**What needs to be done**
From the post on the rumored reassignment of Cardinal Burke, output the passage from "Vatican Insider has" to "Knights of Malta.", with no changes to its wording.

**Document extract**
-------------------------
Now that the cat is out of the bag, I’ll post this. I do not like the fact that Sandro Magister posted in this way, however.  I’ve been biting the inside of my mouth for a while now.  The optimist in me was saying that the official announcement would not be made until after the Synod of Bishops, or at least the beginning of the Synod.  Or at all.

It’s not good news.  At the time of this writing, it is still – officially – a rumor.  I believe it, however. I have been trying to get myself into a mental and spiritual place to see it for what it is and, more importantly, for what it is not, and to plot my own reaction and subsequent course.

Vatican Insider has posted that His Eminence Raymond Card. Burke will soon be demoted by Pope Francis from being Prefect of the Apostolic Signatura to the Patron of the Knights of Malta.
-------------------------
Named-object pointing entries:

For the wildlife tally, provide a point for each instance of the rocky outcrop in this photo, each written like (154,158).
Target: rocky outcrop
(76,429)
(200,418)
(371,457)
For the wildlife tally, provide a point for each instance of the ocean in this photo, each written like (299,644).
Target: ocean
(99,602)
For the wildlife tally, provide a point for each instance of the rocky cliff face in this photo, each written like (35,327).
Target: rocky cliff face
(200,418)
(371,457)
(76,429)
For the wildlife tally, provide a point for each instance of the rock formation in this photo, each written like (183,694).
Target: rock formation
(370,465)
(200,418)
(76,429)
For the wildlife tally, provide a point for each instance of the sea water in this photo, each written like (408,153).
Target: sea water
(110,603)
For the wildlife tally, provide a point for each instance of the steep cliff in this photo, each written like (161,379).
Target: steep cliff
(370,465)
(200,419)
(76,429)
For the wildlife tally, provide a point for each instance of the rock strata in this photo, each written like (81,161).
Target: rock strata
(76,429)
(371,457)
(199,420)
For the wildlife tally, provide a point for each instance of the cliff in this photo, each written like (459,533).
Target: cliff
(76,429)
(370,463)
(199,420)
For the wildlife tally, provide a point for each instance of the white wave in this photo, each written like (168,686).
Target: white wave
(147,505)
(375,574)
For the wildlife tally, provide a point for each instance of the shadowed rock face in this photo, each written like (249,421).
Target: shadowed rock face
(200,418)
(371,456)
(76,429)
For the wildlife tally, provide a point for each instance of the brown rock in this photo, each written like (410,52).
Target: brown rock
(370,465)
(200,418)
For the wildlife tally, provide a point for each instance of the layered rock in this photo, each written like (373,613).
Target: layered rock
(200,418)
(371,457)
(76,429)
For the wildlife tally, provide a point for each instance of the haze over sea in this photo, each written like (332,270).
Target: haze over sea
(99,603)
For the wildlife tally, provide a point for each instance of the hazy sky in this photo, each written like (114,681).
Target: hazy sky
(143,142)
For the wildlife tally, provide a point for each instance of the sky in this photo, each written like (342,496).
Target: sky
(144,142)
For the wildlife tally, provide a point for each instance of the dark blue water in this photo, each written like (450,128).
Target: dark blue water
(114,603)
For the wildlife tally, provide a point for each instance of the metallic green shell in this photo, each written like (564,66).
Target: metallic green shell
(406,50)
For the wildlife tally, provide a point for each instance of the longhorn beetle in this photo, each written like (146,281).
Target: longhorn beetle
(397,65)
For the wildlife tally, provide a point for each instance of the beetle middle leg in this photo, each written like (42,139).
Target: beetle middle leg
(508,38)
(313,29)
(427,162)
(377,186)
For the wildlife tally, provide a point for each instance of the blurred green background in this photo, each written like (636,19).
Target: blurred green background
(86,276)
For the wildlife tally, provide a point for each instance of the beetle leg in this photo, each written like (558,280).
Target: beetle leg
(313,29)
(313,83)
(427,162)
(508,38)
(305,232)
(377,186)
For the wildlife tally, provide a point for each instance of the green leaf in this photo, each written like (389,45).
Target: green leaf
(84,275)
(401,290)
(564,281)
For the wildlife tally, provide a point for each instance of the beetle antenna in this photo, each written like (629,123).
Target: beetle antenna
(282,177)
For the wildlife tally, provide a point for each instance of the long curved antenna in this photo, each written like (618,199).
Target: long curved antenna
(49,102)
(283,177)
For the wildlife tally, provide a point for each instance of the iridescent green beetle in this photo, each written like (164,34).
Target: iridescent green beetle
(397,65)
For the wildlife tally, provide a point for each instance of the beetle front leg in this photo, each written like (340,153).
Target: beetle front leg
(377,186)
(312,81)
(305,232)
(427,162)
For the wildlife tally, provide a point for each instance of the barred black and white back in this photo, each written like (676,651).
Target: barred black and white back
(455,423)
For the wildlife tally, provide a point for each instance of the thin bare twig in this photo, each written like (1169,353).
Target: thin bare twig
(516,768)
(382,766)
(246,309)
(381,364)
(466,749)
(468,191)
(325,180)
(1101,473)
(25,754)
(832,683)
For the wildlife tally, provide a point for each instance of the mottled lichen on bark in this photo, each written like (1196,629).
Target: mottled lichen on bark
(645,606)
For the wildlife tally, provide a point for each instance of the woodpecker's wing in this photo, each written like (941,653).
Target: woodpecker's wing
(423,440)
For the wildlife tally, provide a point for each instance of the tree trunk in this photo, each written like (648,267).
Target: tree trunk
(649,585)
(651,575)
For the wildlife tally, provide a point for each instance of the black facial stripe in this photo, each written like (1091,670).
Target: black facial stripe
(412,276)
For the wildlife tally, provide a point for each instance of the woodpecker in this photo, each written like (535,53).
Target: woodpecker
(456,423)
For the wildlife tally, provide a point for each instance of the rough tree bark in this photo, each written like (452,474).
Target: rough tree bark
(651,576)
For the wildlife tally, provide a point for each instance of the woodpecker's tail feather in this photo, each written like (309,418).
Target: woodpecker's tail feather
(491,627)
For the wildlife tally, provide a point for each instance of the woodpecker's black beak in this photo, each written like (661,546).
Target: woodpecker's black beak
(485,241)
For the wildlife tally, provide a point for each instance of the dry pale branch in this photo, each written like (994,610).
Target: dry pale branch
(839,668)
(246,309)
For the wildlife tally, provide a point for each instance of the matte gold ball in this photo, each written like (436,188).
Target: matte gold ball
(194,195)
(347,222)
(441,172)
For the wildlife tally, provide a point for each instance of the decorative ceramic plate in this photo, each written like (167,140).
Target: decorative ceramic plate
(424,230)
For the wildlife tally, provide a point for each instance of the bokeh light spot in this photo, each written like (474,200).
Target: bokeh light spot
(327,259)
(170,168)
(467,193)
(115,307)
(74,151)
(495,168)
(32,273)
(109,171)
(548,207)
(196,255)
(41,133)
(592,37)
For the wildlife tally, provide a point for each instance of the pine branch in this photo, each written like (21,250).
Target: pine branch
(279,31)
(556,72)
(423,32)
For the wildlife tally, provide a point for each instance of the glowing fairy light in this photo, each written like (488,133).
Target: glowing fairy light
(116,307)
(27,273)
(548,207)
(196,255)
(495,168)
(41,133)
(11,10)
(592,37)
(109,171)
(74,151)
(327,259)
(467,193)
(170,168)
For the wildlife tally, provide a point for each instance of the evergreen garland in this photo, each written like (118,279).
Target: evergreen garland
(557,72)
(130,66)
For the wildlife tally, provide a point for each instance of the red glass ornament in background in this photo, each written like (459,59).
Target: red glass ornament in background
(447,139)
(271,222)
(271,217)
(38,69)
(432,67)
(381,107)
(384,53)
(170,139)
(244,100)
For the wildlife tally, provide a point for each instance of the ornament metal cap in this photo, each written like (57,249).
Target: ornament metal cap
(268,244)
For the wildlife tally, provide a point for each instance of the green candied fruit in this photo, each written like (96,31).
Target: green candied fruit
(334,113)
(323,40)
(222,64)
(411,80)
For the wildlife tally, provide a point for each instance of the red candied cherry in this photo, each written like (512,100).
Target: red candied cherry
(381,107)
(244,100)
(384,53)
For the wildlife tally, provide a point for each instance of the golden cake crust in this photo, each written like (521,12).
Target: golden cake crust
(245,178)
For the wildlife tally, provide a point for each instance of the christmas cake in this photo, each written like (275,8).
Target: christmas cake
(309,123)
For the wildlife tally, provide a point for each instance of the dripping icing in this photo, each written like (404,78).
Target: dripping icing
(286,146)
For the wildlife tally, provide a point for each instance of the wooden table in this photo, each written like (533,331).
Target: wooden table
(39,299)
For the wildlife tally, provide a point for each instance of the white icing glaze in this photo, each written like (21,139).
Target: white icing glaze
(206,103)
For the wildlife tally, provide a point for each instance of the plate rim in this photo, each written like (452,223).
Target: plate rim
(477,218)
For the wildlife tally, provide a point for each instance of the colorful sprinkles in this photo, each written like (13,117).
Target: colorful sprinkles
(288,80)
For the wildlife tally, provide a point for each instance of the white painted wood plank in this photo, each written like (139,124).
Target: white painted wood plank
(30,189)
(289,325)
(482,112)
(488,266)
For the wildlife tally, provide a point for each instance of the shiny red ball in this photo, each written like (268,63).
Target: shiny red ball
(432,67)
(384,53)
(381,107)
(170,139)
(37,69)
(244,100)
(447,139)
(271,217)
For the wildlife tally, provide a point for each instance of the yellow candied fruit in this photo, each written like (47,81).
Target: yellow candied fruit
-------------------------
**Exercise output**
Vatican Insider has posted that His Eminence Raymond Card. Burke will soon be demoted by Pope Francis from being Prefect of the Apostolic Signatura to the Patron of the Knights of Malta.